(Spatial localization data)
>>>>>
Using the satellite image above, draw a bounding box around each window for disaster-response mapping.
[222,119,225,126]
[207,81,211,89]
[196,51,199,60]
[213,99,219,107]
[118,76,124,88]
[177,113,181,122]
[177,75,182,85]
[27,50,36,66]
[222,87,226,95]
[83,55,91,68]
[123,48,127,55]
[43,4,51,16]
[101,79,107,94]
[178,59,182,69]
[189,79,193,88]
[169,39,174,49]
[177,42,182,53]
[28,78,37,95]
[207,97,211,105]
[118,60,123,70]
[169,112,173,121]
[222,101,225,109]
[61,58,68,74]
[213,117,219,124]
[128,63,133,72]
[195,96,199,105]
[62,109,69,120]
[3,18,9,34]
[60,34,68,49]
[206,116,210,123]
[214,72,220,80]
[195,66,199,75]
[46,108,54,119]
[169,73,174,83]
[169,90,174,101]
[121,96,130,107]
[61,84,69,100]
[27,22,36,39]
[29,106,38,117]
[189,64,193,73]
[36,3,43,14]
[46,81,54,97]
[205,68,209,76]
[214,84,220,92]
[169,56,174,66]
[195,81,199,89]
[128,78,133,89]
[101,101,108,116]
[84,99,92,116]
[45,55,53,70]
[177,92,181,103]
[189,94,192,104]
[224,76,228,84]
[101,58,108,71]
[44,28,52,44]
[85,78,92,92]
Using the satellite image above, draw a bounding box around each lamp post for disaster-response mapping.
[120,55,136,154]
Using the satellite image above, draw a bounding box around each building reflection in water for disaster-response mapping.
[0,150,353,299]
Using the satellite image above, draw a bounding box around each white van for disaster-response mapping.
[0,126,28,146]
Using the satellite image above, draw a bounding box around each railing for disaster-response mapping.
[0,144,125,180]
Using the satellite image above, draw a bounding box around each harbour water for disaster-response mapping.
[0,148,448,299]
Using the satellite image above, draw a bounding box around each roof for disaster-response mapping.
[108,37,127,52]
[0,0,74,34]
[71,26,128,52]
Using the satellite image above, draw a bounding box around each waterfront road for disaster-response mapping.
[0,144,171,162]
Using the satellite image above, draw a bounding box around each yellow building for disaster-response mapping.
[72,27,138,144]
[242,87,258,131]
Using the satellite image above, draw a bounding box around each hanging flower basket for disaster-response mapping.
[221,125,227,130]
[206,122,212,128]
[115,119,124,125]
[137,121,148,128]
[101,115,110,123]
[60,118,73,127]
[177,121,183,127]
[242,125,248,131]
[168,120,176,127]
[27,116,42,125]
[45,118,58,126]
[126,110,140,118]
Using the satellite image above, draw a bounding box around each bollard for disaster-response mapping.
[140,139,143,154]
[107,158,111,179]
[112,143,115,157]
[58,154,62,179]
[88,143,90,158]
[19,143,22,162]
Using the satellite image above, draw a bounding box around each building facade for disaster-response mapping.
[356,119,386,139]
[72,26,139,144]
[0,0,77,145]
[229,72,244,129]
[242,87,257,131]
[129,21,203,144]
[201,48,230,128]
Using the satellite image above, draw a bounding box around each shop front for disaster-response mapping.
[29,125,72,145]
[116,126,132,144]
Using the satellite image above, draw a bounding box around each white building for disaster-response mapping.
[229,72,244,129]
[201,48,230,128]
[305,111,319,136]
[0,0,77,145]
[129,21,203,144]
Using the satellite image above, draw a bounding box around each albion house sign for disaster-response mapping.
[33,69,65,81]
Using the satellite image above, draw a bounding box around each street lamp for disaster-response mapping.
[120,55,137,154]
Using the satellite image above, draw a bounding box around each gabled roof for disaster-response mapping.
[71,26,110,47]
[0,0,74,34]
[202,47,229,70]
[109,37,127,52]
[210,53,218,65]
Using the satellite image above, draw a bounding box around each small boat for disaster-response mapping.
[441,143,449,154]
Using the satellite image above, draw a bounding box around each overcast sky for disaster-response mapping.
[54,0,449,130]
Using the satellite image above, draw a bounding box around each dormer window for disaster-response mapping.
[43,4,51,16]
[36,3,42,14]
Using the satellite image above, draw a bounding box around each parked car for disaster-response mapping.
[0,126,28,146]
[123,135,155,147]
<<<<<
>>>>>
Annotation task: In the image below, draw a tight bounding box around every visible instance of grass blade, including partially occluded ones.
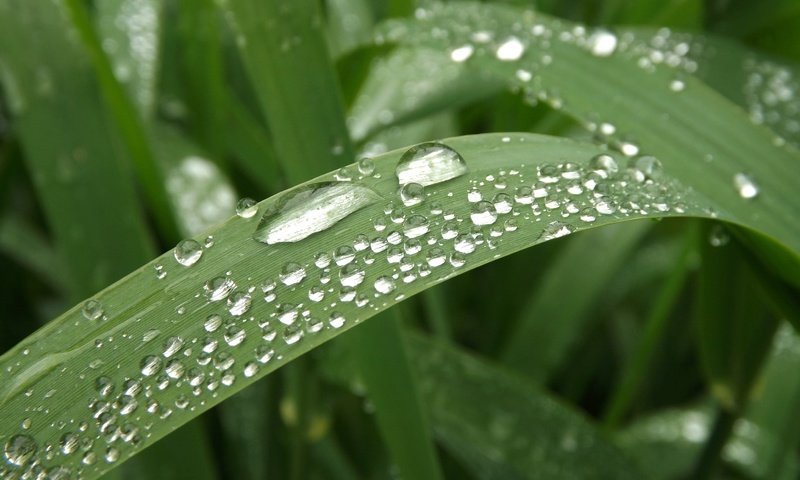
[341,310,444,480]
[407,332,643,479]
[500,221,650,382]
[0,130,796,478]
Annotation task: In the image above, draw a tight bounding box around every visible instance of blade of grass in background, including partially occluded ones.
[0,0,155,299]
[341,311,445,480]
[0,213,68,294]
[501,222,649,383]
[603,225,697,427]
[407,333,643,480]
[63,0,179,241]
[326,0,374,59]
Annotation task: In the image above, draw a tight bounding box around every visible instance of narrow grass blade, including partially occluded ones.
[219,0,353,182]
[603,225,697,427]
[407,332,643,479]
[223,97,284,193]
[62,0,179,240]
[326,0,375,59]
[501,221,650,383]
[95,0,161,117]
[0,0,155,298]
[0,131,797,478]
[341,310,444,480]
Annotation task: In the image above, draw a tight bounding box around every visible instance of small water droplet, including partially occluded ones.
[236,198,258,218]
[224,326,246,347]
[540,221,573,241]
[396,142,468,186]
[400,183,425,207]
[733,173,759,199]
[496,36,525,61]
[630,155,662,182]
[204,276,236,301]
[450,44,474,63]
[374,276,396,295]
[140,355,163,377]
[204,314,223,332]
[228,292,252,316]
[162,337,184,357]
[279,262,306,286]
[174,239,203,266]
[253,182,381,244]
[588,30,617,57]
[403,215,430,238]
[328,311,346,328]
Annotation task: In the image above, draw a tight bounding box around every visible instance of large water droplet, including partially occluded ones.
<<<<<
One stretch of the lines above is wanted, from the line that contains "narrow grass blade, including partially occluded ones." through the line that contains "large water droplet, including partially occluded ones.". Output it exactly.

▶ **PROBLEM SOLUTION**:
Annotation task: In the image above, draw a tight bounding box around every visible instance of narrow grass blade, including partially occluded ones.
[219,0,353,182]
[603,225,697,427]
[407,332,643,479]
[223,97,284,193]
[62,0,179,240]
[326,0,375,59]
[501,221,650,383]
[95,0,161,117]
[0,0,155,298]
[0,131,797,478]
[341,310,444,480]
Annotation task: In the image above, draw a tight bounding box around every visible instance of small water droplet, including partially occluded ones.
[236,198,258,218]
[224,326,246,347]
[540,221,573,241]
[396,142,468,186]
[400,183,425,207]
[733,173,759,199]
[496,36,525,61]
[630,155,662,182]
[204,276,236,301]
[450,44,474,63]
[374,276,396,295]
[140,355,163,377]
[204,314,223,332]
[228,292,252,316]
[162,337,184,357]
[279,262,306,286]
[174,239,203,266]
[253,182,381,244]
[588,30,617,57]
[403,215,430,238]
[328,311,346,328]
Annotation task: In the image above, draw a tight bounding box around every visible instance of large water droplet, including partially occluded ones.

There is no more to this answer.